Text section ▸
[Start of section]

Posted on March 3rd, 2011 by
Persistent infection with a high-risk type of human papillomavirus (HPV) is the principal cause of cervical cancer, and HPV testing can play an important role in cervical cancer screening. A study recently published in the American Journal of Clinical Pathology suggests that in addition to doing a pooled test for several high-risk types of HPV, a test that also provides individual results for HPV16 and HPV18 may help to identify women at high risk of serious cervical abnormalities.
Human papillomaviruses consist of more than 100 different viruses. Some types of HPV cause warts on the hands or feet; others cause genital warts; and some have been linked with cancer, most notably cervical cancer. Each year in the United States, there are more than 12,000 new cases of cervical cancer and more than 4,000 deaths from the disease.
The recognition that certain types of HPV can cause cancer led to the development of an HPV test known as Hybrid Capture® 2. It is a pooled test for 13 high-risk types of HPV. For women with a positive result, the test does not identify the individual types of HPV that are present. Previous research has suggested, however, that information about individual HPV types may help clarify a woman’s risk of important cervical abnormalities. HPV types 16 and 18, for example, account for roughly 70% of all cervical cancers.
The cobas® HPV test is an investigational test that simultaneously tests for 12 high-risk types of HPV as well as HPV16 and HPV18 individually. To evaluate the cobas HPV test, researchers conducted a study known as ATHENA (Addressing THE Need for Advanced HPV Diagnostics).
The study focused on women with an indeterminate Pap test result (atypical squamous cells of uncertain significance, or ASC-US). In this population of women, HPV testing can provide information about which women should undergo further evaluation for cervical abnormalities.
These results support the use of the cobas HPV test among women with ASC-US. The results also show that the addition of individual tests for HPV16 and HPV18 can help to identify those women who are most likely to have cervical abnormalities.
Reference: Stoler MH, Wright TC, Sharma A et al. High-risk human papillomavirus testing in women with ASC-US cytology: results from the ATHENA HPV study. American Journal of Clinical Pathology. 2011; 135: 468-475.

[End of section]

Record extracts ▸
[Start of section]

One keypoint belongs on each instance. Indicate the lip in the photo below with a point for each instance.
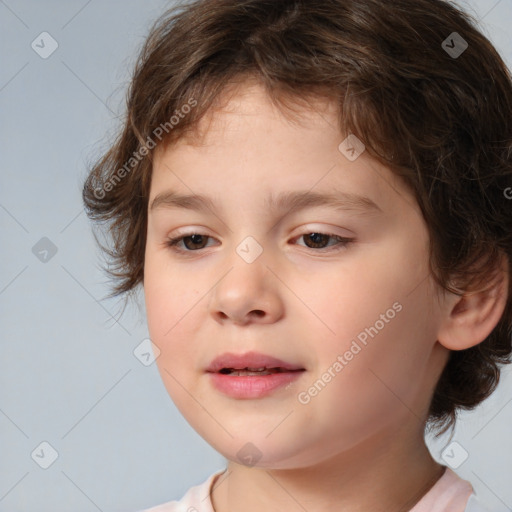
(251, 386)
(249, 360)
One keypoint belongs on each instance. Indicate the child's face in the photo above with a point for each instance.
(305, 300)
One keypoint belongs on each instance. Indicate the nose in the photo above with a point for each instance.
(248, 293)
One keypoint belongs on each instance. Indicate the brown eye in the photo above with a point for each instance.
(317, 240)
(191, 243)
(321, 241)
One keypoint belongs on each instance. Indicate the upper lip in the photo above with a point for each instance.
(249, 360)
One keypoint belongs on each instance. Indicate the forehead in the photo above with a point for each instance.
(247, 138)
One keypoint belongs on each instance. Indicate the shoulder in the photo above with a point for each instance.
(196, 499)
(473, 505)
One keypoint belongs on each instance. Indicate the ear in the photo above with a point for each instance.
(468, 320)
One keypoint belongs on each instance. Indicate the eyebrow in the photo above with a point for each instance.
(286, 201)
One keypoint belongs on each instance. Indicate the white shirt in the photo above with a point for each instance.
(449, 494)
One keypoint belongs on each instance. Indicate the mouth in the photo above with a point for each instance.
(251, 362)
(256, 372)
(252, 375)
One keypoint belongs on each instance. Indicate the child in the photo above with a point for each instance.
(314, 197)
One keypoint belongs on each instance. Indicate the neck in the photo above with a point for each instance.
(386, 474)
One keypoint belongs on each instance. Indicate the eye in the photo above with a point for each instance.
(314, 240)
(191, 242)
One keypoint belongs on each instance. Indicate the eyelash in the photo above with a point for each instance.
(172, 243)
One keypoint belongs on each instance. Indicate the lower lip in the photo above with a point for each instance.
(252, 386)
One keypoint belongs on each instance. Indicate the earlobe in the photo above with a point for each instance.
(470, 318)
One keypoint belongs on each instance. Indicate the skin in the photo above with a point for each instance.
(358, 444)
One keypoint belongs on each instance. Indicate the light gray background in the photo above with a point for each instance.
(68, 375)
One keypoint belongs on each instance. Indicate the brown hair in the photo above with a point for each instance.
(441, 121)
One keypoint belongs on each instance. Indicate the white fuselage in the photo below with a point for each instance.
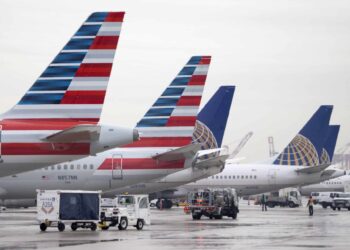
(333, 185)
(87, 173)
(251, 179)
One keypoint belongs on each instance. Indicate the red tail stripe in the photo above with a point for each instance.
(197, 80)
(105, 42)
(45, 148)
(115, 17)
(160, 142)
(205, 60)
(181, 121)
(189, 101)
(94, 70)
(83, 97)
(142, 163)
(44, 124)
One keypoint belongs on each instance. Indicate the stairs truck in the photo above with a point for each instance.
(213, 203)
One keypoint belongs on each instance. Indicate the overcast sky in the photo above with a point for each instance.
(286, 57)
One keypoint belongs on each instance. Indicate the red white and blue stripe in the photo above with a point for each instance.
(73, 86)
(71, 91)
(171, 119)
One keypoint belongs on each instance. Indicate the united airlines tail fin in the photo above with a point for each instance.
(73, 86)
(171, 119)
(214, 116)
(329, 145)
(306, 147)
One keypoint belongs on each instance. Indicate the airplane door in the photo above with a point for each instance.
(272, 177)
(1, 160)
(117, 167)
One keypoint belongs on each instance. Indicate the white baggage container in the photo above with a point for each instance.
(55, 208)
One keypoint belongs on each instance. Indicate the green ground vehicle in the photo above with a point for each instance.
(213, 203)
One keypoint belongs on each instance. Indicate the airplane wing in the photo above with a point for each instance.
(312, 170)
(76, 134)
(214, 161)
(187, 151)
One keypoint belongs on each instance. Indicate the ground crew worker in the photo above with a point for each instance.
(310, 204)
(263, 202)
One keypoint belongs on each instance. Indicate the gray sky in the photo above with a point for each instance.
(286, 57)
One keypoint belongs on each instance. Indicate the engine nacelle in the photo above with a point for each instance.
(112, 137)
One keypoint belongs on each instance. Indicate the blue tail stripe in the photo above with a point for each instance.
(179, 81)
(97, 17)
(187, 71)
(78, 44)
(42, 85)
(88, 30)
(166, 102)
(69, 57)
(62, 71)
(173, 92)
(159, 112)
(194, 60)
(30, 99)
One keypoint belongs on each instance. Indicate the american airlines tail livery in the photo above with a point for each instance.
(210, 129)
(165, 145)
(57, 119)
(302, 162)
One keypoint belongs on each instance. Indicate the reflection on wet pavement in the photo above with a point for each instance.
(278, 228)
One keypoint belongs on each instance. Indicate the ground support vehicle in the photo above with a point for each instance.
(285, 198)
(55, 208)
(213, 203)
(325, 199)
(129, 210)
(342, 201)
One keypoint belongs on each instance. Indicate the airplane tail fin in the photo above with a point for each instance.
(171, 119)
(329, 145)
(214, 116)
(306, 147)
(73, 86)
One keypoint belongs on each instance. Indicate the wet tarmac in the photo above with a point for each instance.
(278, 228)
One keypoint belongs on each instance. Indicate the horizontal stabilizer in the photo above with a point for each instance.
(215, 161)
(187, 151)
(76, 134)
(312, 170)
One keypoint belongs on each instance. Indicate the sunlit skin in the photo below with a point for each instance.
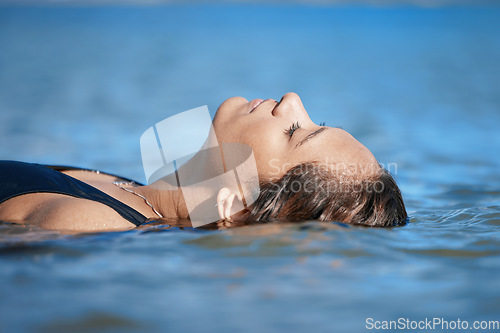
(266, 128)
(281, 135)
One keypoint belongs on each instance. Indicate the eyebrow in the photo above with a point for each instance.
(310, 136)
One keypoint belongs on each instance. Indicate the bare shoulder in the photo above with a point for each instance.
(75, 214)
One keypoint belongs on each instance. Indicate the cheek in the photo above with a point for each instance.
(268, 144)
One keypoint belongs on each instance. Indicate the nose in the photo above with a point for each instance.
(291, 107)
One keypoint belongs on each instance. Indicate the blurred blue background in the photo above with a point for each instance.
(417, 85)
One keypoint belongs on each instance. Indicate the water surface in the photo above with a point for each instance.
(418, 87)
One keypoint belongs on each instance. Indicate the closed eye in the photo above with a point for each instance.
(292, 129)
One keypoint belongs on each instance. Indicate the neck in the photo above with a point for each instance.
(169, 203)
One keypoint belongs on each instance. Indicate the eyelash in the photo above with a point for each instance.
(292, 129)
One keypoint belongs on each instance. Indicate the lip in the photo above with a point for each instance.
(254, 103)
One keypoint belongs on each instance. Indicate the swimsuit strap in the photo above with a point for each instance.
(18, 178)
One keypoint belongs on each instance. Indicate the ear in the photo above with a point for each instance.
(228, 203)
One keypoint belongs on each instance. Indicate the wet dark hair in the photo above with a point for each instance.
(309, 192)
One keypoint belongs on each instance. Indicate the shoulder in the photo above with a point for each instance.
(75, 214)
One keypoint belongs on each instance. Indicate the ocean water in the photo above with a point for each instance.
(419, 87)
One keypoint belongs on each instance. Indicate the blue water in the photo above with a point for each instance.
(419, 87)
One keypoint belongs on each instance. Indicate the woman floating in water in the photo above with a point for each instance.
(305, 172)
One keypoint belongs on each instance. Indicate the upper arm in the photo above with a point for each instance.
(75, 214)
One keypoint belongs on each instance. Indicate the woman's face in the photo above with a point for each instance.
(282, 135)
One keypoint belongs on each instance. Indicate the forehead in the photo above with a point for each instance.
(334, 146)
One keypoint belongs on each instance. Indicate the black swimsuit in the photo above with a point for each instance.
(18, 178)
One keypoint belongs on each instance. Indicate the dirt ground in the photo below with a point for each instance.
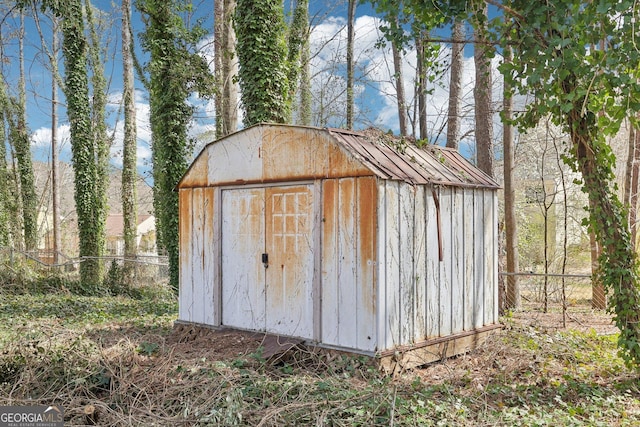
(228, 345)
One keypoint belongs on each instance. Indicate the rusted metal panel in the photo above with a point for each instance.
(367, 191)
(391, 260)
(446, 268)
(185, 236)
(348, 268)
(198, 255)
(457, 260)
(490, 278)
(433, 265)
(198, 173)
(420, 268)
(210, 262)
(289, 245)
(243, 243)
(468, 261)
(480, 262)
(330, 265)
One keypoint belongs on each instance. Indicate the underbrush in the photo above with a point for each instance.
(115, 361)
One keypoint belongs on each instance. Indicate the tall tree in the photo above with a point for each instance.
(482, 93)
(175, 71)
(298, 38)
(55, 187)
(455, 83)
(129, 142)
(85, 154)
(262, 53)
(589, 93)
(4, 175)
(22, 145)
(226, 68)
(512, 295)
(396, 49)
(351, 18)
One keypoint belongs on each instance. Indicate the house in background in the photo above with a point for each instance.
(145, 236)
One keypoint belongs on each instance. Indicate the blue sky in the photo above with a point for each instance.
(375, 92)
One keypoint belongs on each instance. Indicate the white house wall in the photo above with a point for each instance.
(421, 297)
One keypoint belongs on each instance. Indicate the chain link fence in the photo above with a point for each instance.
(556, 301)
(144, 270)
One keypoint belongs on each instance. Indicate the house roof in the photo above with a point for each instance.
(115, 223)
(276, 152)
(393, 158)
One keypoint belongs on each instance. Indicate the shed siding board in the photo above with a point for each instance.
(393, 319)
(198, 256)
(186, 281)
(446, 273)
(457, 261)
(366, 248)
(242, 151)
(480, 261)
(468, 263)
(330, 264)
(243, 276)
(488, 258)
(406, 262)
(210, 264)
(420, 264)
(433, 265)
(347, 261)
(381, 268)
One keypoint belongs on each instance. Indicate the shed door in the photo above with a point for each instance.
(274, 297)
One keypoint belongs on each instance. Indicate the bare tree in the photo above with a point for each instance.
(129, 143)
(455, 84)
(482, 97)
(512, 299)
(350, 76)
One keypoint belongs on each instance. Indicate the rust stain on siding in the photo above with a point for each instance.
(368, 195)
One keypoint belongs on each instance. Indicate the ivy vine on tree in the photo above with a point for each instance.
(175, 71)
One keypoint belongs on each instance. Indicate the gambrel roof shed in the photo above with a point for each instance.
(349, 240)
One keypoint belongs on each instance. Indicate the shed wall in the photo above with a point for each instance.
(348, 263)
(422, 297)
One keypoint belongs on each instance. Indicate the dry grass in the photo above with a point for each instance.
(120, 362)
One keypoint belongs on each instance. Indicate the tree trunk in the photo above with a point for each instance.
(421, 88)
(101, 143)
(129, 143)
(455, 84)
(218, 54)
(230, 71)
(351, 16)
(397, 68)
(4, 175)
(55, 190)
(23, 153)
(482, 97)
(512, 298)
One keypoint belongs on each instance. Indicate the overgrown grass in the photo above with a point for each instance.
(115, 361)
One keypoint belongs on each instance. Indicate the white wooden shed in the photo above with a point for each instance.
(346, 240)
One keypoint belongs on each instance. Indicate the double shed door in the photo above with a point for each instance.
(268, 259)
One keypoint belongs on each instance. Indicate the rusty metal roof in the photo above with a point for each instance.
(390, 157)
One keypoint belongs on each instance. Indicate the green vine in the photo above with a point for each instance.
(175, 72)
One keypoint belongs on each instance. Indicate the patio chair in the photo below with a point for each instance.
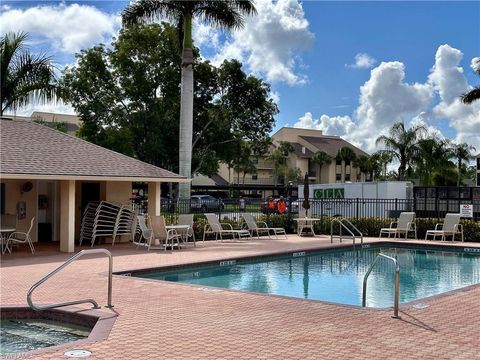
(145, 232)
(219, 229)
(187, 219)
(160, 234)
(450, 227)
(261, 227)
(19, 237)
(404, 225)
(304, 223)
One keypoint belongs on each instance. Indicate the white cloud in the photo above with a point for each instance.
(336, 125)
(447, 77)
(363, 61)
(270, 42)
(65, 28)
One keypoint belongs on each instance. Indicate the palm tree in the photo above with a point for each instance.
(321, 158)
(402, 144)
(24, 77)
(346, 155)
(462, 152)
(473, 94)
(227, 14)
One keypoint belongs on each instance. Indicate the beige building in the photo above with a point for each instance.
(51, 176)
(306, 142)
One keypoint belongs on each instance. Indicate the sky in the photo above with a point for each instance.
(348, 68)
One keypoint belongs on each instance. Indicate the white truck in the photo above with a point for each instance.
(360, 199)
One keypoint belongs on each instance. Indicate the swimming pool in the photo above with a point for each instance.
(337, 276)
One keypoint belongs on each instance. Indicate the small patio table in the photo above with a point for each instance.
(4, 232)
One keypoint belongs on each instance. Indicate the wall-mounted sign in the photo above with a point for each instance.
(334, 193)
(466, 210)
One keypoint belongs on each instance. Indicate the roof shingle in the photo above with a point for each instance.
(28, 148)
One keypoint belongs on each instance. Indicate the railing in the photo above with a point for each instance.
(397, 282)
(347, 225)
(83, 301)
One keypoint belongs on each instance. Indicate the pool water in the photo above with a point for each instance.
(25, 335)
(338, 276)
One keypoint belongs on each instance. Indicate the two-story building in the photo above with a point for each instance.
(305, 143)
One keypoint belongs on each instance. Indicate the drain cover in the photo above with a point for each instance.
(77, 353)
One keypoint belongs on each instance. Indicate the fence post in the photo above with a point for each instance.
(356, 210)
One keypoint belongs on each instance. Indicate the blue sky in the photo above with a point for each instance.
(346, 68)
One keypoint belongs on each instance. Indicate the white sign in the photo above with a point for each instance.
(466, 210)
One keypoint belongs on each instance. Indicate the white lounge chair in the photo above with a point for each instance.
(219, 229)
(19, 237)
(261, 227)
(404, 225)
(450, 227)
(161, 237)
(187, 219)
(146, 233)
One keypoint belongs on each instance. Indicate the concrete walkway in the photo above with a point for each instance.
(160, 320)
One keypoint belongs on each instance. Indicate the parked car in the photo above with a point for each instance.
(204, 203)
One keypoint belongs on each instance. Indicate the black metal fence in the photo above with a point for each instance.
(350, 208)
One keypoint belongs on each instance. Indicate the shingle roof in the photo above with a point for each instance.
(27, 148)
(331, 144)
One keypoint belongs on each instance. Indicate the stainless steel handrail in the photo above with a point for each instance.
(397, 282)
(83, 301)
(342, 225)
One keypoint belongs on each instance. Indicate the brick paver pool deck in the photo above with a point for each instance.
(160, 320)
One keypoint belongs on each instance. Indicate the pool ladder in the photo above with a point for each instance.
(347, 225)
(397, 282)
(75, 302)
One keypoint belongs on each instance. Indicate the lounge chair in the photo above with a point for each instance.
(187, 219)
(146, 233)
(19, 237)
(404, 225)
(220, 229)
(161, 237)
(450, 226)
(261, 227)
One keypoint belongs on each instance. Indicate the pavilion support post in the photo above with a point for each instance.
(67, 215)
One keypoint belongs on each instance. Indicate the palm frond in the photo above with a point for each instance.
(144, 11)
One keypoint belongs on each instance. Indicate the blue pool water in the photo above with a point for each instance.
(338, 276)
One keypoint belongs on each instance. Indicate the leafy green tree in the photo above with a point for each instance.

[End of section]

Exercise requirements ▸
a) Extract the portion of the HPV testing article starting at "The study focused" and ending at "2011; 135: 468-475.".
b) Answer these questions using the HPV testing article:
(i) How many high-risk types of HPV does the Hybrid Capture® 2 test pool?
(ii) What does the acronym ATHENA stand for?
(iii) How many new cases of cervical cancer occur each year in the United States?

Task answers ▸
a)
The study focused on women with an indeterminate Pap test result (atypical squamous cells of uncertain significance, or ASC-US). In this population of women, HPV testing can provide information about which women should undergo further evaluation for cervical abnormalities.
These results support the use of the cobas HPV test among women with ASC-US. The results also show that the addition of individual tests for HPV16 and HPV18 can help to identify those women who are most likely to have cervical abnormalities.
Reference: Stoler MH, Wright TC, Sharma A et al. High-risk human papillomavirus testing in women with ASC-US cytology: results from the ATHENA HPV study. American Journal of Clinical Pathology. 2011; 135: 468-475.

b)
(i) 13
(ii) Addressing THE Need for Advanced HPV Diagnostics
(iii) More than 12,000